— DIRECTIONS FOR THIS TASK —
The number of lines below containing the word "white" is all that should be returned.

[Source records]
§
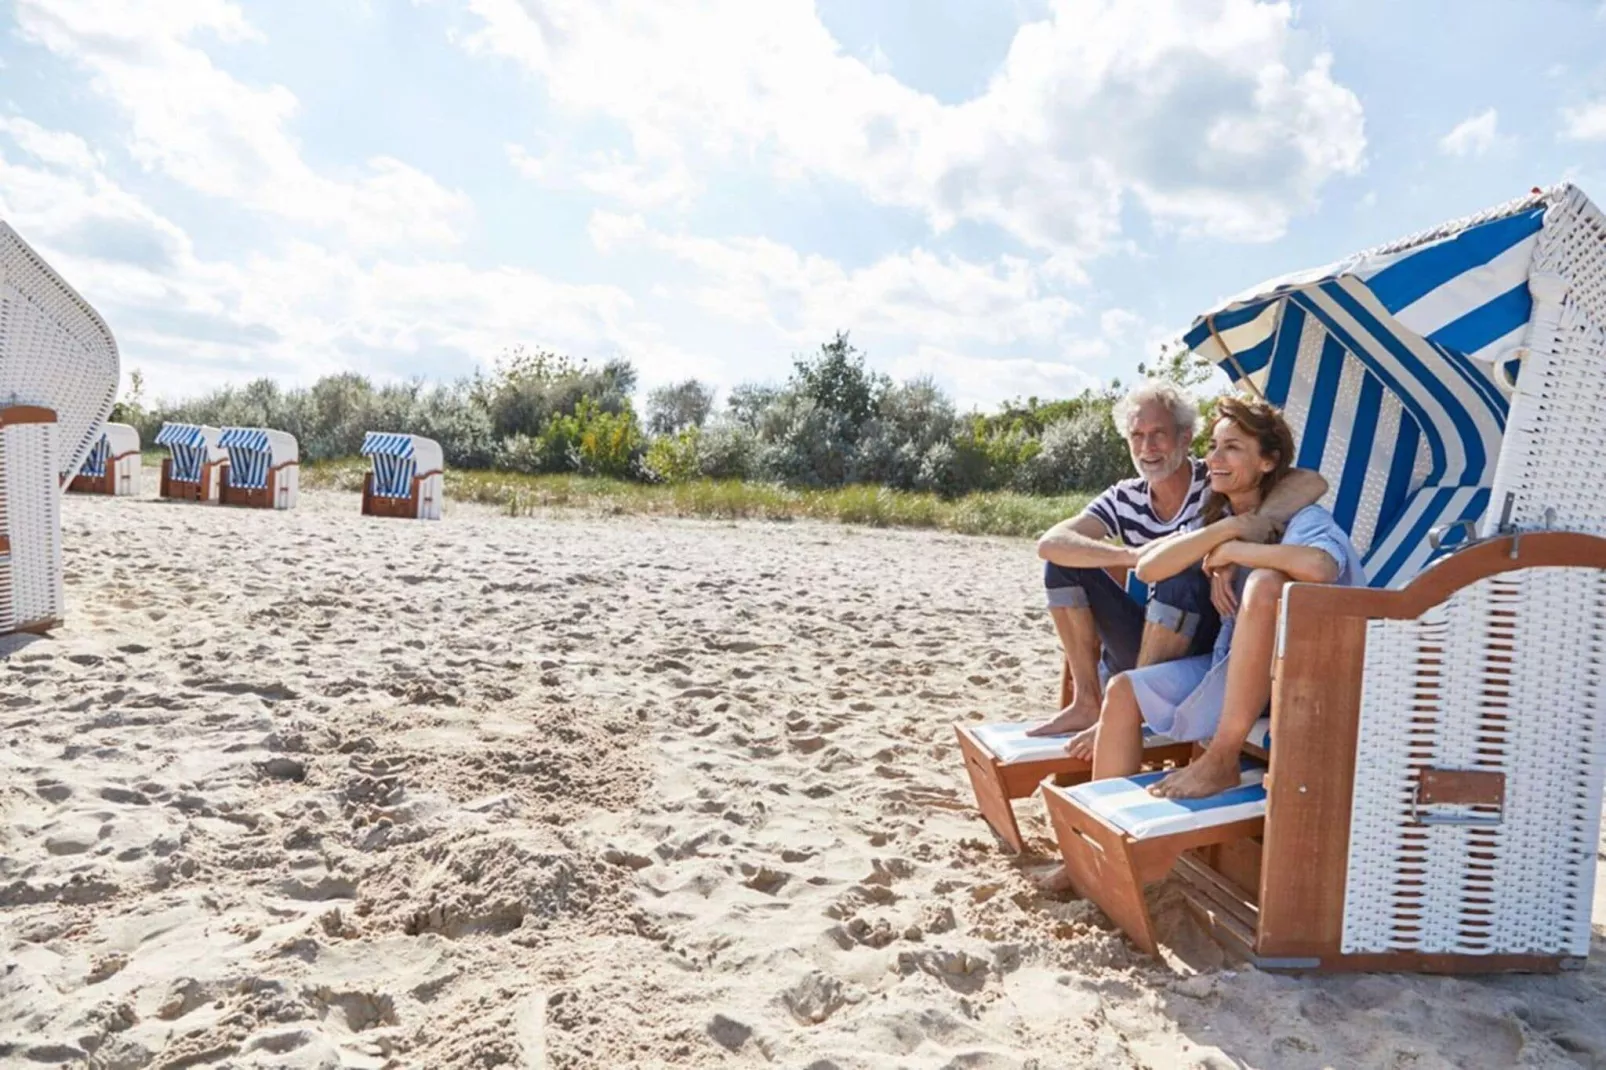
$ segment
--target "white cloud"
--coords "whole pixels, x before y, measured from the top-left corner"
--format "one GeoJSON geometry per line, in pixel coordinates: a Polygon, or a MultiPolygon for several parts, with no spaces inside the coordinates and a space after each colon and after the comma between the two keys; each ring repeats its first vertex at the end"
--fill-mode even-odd
{"type": "Polygon", "coordinates": [[[624,355],[650,369],[648,379],[711,367],[642,323],[634,300],[611,285],[306,240],[204,259],[80,139],[26,120],[0,122],[0,217],[105,316],[125,370],[143,369],[157,394],[341,370],[441,378],[520,342],[624,355]]]}
{"type": "Polygon", "coordinates": [[[1568,141],[1606,141],[1606,99],[1563,108],[1561,136],[1568,141]]]}
{"type": "Polygon", "coordinates": [[[666,253],[695,273],[692,299],[713,316],[813,344],[838,328],[953,345],[1052,342],[1080,310],[1016,257],[975,263],[925,249],[849,270],[767,238],[712,239],[650,229],[640,216],[593,213],[603,252],[666,253]]]}
{"type": "Polygon", "coordinates": [[[1439,139],[1439,151],[1447,156],[1482,156],[1494,148],[1500,117],[1493,108],[1457,123],[1439,139]]]}
{"type": "Polygon", "coordinates": [[[465,47],[622,124],[649,172],[819,174],[1061,257],[1108,247],[1128,199],[1163,227],[1269,240],[1363,164],[1360,103],[1287,4],[1057,0],[948,106],[844,54],[808,0],[461,2],[465,47]]]}
{"type": "Polygon", "coordinates": [[[472,212],[462,193],[389,157],[344,177],[308,166],[289,130],[295,95],[240,82],[193,43],[261,39],[226,0],[17,0],[16,10],[25,40],[77,64],[124,111],[134,158],[199,193],[365,245],[450,244],[472,212]]]}
{"type": "Polygon", "coordinates": [[[892,361],[895,378],[929,375],[953,393],[961,409],[990,408],[1008,398],[1065,398],[1098,385],[1076,363],[1104,354],[1097,341],[1078,345],[1063,358],[989,358],[941,346],[922,345],[892,361]]]}
{"type": "Polygon", "coordinates": [[[522,145],[505,146],[508,162],[525,178],[553,189],[583,189],[636,209],[683,205],[697,190],[684,164],[671,162],[656,171],[619,153],[591,153],[583,158],[563,150],[536,155],[522,145]]]}

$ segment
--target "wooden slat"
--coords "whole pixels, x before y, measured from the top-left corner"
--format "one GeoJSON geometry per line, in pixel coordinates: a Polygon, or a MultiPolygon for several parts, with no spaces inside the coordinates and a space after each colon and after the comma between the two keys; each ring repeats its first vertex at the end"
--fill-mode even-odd
{"type": "Polygon", "coordinates": [[[16,424],[53,424],[55,422],[55,410],[41,408],[38,405],[11,405],[0,409],[0,427],[12,427],[16,424]]]}
{"type": "Polygon", "coordinates": [[[1505,806],[1506,774],[1493,769],[1423,769],[1417,776],[1418,806],[1505,806]]]}
{"type": "Polygon", "coordinates": [[[1285,612],[1272,693],[1276,746],[1266,778],[1257,950],[1280,958],[1336,955],[1366,622],[1325,616],[1293,601],[1285,612]]]}

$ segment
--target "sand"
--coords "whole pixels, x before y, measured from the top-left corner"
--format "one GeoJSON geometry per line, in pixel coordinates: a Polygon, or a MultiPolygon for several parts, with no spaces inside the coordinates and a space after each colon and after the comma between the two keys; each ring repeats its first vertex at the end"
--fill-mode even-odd
{"type": "Polygon", "coordinates": [[[68,623],[0,641],[0,1065],[1606,1065],[1598,952],[1276,977],[1035,895],[950,728],[1053,700],[1024,541],[356,514],[67,502],[68,623]]]}

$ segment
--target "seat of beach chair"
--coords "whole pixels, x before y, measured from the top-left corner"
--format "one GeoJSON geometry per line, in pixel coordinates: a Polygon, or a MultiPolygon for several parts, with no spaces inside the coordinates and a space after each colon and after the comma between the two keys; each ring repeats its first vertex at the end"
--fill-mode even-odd
{"type": "Polygon", "coordinates": [[[1159,944],[1144,886],[1169,874],[1185,851],[1258,836],[1265,827],[1266,767],[1245,758],[1239,769],[1236,788],[1202,799],[1150,794],[1164,772],[1043,786],[1072,885],[1151,955],[1159,944]]]}
{"type": "MultiPolygon", "coordinates": [[[[998,837],[1016,854],[1026,849],[1020,823],[1015,817],[1014,800],[1024,799],[1037,790],[1045,777],[1067,783],[1088,779],[1093,763],[1075,758],[1065,751],[1068,736],[1028,736],[1028,729],[1041,721],[994,722],[954,725],[965,772],[976,795],[977,808],[998,837]]],[[[1146,766],[1161,767],[1187,761],[1193,753],[1191,743],[1177,743],[1165,736],[1146,733],[1143,760],[1146,766]]]]}

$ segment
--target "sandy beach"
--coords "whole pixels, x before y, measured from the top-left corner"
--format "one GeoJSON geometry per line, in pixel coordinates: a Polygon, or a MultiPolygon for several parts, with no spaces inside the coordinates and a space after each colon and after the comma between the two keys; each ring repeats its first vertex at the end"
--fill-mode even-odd
{"type": "Polygon", "coordinates": [[[68,622],[0,641],[0,1065],[1606,1066],[1598,949],[1278,977],[1034,894],[950,727],[1055,697],[1023,540],[357,511],[67,501],[68,622]]]}

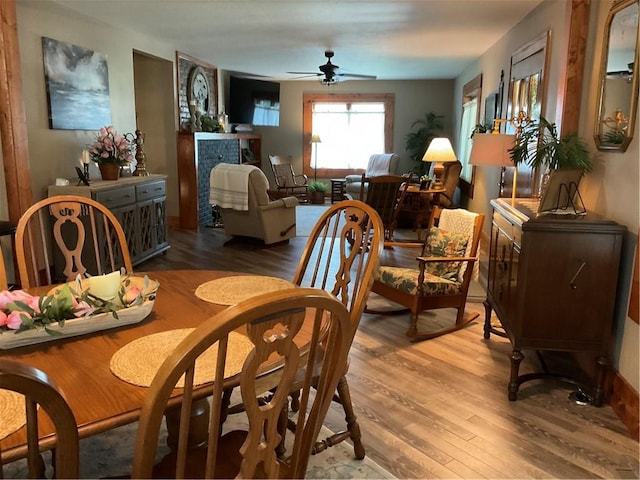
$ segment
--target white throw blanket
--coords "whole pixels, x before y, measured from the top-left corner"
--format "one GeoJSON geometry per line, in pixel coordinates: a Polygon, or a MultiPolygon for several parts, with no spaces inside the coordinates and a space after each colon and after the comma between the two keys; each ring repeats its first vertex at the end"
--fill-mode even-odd
{"type": "MultiPolygon", "coordinates": [[[[477,213],[470,212],[464,208],[449,209],[445,208],[440,213],[440,220],[438,227],[448,232],[461,233],[462,235],[469,235],[469,242],[467,243],[467,249],[464,252],[465,257],[471,256],[471,240],[473,239],[473,226],[478,216],[477,213]]],[[[476,255],[478,258],[478,255],[476,255]]],[[[467,263],[463,263],[458,273],[458,279],[461,280],[467,269],[467,263]]],[[[473,264],[472,280],[478,281],[480,277],[480,262],[476,260],[473,264]]]]}
{"type": "Polygon", "coordinates": [[[378,153],[369,157],[367,165],[367,177],[378,177],[380,175],[389,175],[389,163],[391,162],[392,153],[378,153]]]}
{"type": "Polygon", "coordinates": [[[209,176],[209,203],[221,208],[249,210],[249,174],[257,167],[219,163],[209,176]]]}

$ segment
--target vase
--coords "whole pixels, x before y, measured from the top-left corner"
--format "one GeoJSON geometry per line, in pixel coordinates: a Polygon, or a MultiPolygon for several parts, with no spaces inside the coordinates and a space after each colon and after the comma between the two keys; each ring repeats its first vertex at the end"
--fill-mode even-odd
{"type": "Polygon", "coordinates": [[[117,163],[100,163],[98,168],[103,180],[118,180],[120,178],[120,165],[117,163]]]}

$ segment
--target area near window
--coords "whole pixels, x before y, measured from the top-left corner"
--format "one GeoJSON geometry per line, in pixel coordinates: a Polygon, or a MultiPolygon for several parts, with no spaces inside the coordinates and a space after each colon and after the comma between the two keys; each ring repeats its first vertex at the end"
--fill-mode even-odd
{"type": "Polygon", "coordinates": [[[482,75],[478,75],[462,88],[462,120],[458,135],[458,160],[462,164],[460,190],[465,197],[473,198],[475,167],[469,165],[471,154],[471,134],[480,119],[478,102],[482,95],[482,75]]]}
{"type": "Polygon", "coordinates": [[[314,175],[314,166],[321,178],[361,173],[372,154],[393,152],[394,98],[393,94],[304,94],[304,173],[314,175]],[[320,143],[311,144],[312,134],[320,137],[320,143]]]}

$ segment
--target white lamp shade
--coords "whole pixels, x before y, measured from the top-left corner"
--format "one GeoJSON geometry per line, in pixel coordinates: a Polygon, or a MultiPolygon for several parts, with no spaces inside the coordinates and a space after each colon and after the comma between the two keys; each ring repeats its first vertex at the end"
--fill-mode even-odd
{"type": "Polygon", "coordinates": [[[469,164],[513,167],[509,149],[515,145],[516,136],[505,133],[477,133],[473,136],[469,164]]]}
{"type": "Polygon", "coordinates": [[[429,148],[424,152],[423,162],[455,162],[458,160],[448,138],[437,137],[431,140],[429,148]]]}
{"type": "Polygon", "coordinates": [[[311,135],[311,143],[321,143],[320,135],[311,135]]]}

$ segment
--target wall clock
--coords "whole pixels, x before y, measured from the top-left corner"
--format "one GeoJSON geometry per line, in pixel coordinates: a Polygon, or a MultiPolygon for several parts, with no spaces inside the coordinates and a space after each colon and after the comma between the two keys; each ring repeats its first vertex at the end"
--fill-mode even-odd
{"type": "Polygon", "coordinates": [[[189,73],[187,83],[187,97],[189,105],[200,108],[202,113],[209,111],[209,98],[211,97],[211,87],[207,74],[202,67],[194,67],[189,73]]]}

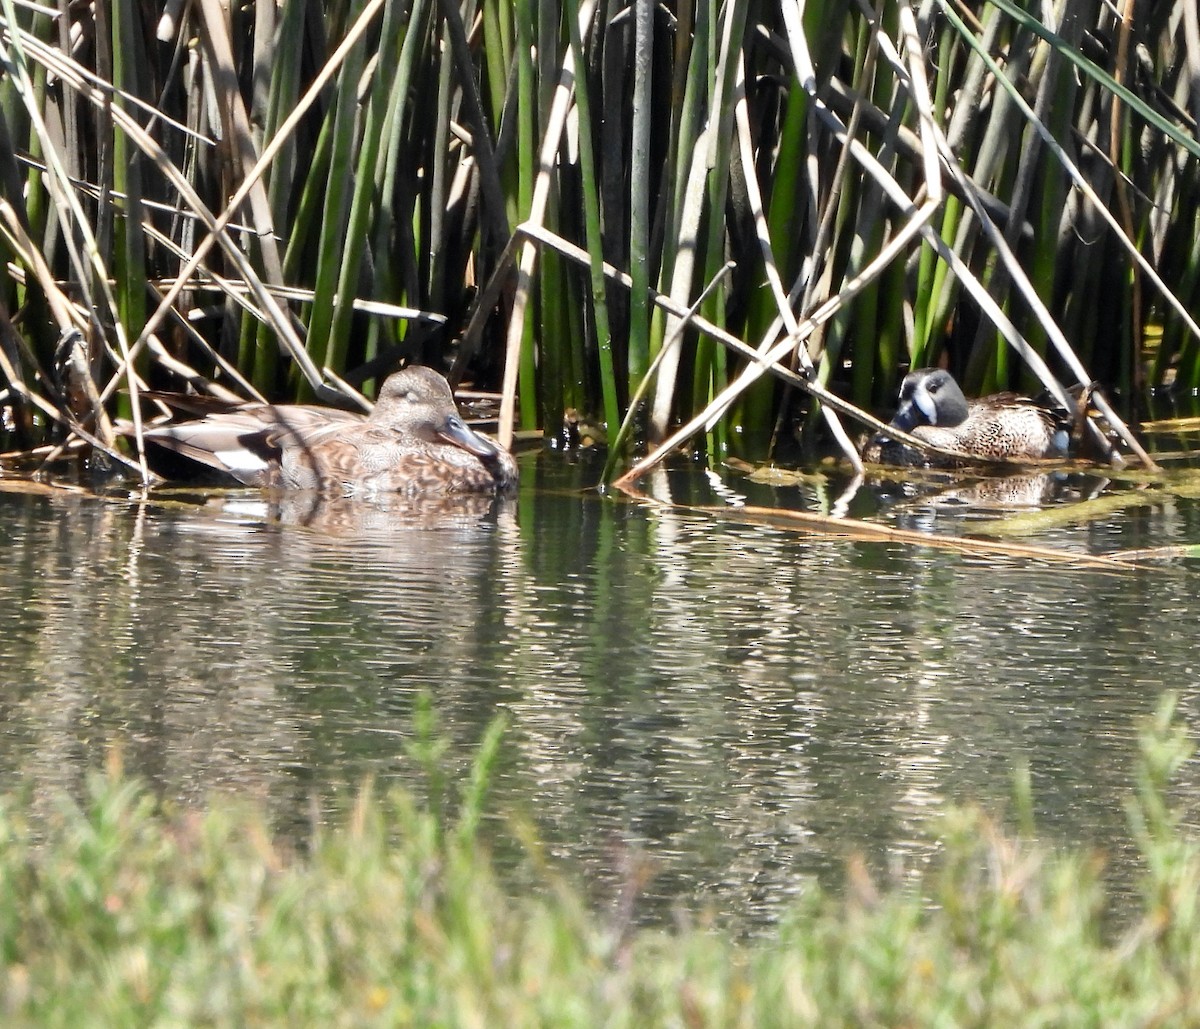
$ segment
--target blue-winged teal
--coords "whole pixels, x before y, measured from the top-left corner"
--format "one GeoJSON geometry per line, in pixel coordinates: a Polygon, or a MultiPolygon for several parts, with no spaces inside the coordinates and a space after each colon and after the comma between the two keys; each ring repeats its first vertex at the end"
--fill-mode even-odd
§
— RESPONSE FOR THIS EXERCISE —
3